The bigger claims sat around the UK's recent trade agreements. Business and Trade Secretary Peter Kyle's message was straightforward: these are not abstract policy wins if they help keep factories open, protect jobs and widen export demand. On the US deal, ministers said the UK will save hundreds of millions of pounds a year on exports, with a 10 per cent tariff on automotives within quota, 25 per cent on main steel and aluminium exports, and zero tariffs for pharmaceuticals. The same government account said last year's US state visit produced £150 billion in investment commitments and 7,600 jobs, while a separate Tech Prosperity Deal was presented as a draw for life sciences and digital investment. India was framed as the other major prize, with 6,900 jobs linked to the Prime Minister's visit and wage gains estimated at £2.2 billion a year in the long run. South Korea, meanwhile, was presented as a services play as much as a goods deal, with potential to add up to £400 million in annual services exports while protecting 98 per cent of tariff-free lines for UK goods. Many of those figures are still estimates, but the point of the reception was to bring them down to workplace level.
There is also a longer trade pipeline here. The government says commitments made at the first UK-EU summit could be worth up to £9 billion by 2040, with the proposed European Partnership Bill intended to make future UK-EU agreements easier to implement. That matters because, for all the political energy around newer global partners, the EU remains the UK's largest trading market and still sets the pace for many exporters on paperwork, standards and delivery times. Further out, ministers pointed to £2.2 billion in export deals secured on the Prime Minister's China trade mission, estimated wage gains of £1 billion a year from joining CPTPP compared with 2021 levels, and ongoing Gulf Cooperation Council talks that could add about £1.6 billion a year to UK GDP in the long run. Business readers will recognise the pattern: market access is only the first step, but the list does suggest Whitehall is trying to build a more durable flow of opportunities rather than rely on one headline-grabbing agreement.
The political pitch was clear throughout. Ministers argued that war in Ukraine and fresh instability in the Middle East make a more resilient economy a practical need, not a slogan, and they used the reception to connect that wider case to working lives in places far from Westminster. They also signalled more action at home through the King's Speech, including protections for small businesses, regulatory reform and measures meant to give firms more confidence to invest. For businesses, the useful test is simpler. Do these deals help a Bedford contractor win more work, a Scottish distiller ship more cases, or a smaller food brand stay on the shelf in a new country long enough to turn exporting into repeat revenue? Downing Street is convinced the answer is yes. The coming months will show how much of that promise turns into orders, wages and lasting regional growth.

**Information provided**
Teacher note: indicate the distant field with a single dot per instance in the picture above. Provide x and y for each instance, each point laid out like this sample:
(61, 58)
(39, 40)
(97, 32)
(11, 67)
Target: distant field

**What to work on**
A - Do these statements agree with the trade-deals text? Answer yes or no for each, quoting the words of the text that decide it. (i) The US deal sets zero tariffs for pharmaceuticals. (ii) The South Korea deal could add up to £400 million a year in goods exports. (iii) The Prime Minister's China trade mission secured £9 billion in export deals.
B - Please write out part of the trade-deals text word for word, starting at the words that have "The political pitch" and stopping after "lasting regional growth.".
The rows have no connection to the trade-deals text.

**Answers by item number**
A -
(i) Yes: "and zero tariffs for pharmaceuticals"
(ii) No: "with potential to add up to £400 million in annual services exports"
(iii) No: "£2.2 billion in export deals secured on the Prime Minister's China trade mission"

B -
The political pitch was clear throughout. Ministers argued that war in Ukraine and fresh instability in the Middle East make a more resilient economy a practical need, not a slogan, and they used the reception to connect that wider case to working lives in places far from Westminster. They also signalled more action at home through the King's Speech, including protections for small businesses, regulatory reform and measures meant to give firms more confidence to invest. For businesses, the useful test is simpler. Do these deals help a Bedford contractor win more work, a Scottish distiller ship more cases, or a smaller food brand stay on the shelf in a new country long enough to turn exporting into repeat revenue? Downing Street is convinced the answer is yes. The coming months will show how much of that promise turns into orders, wages and lasting regional growth.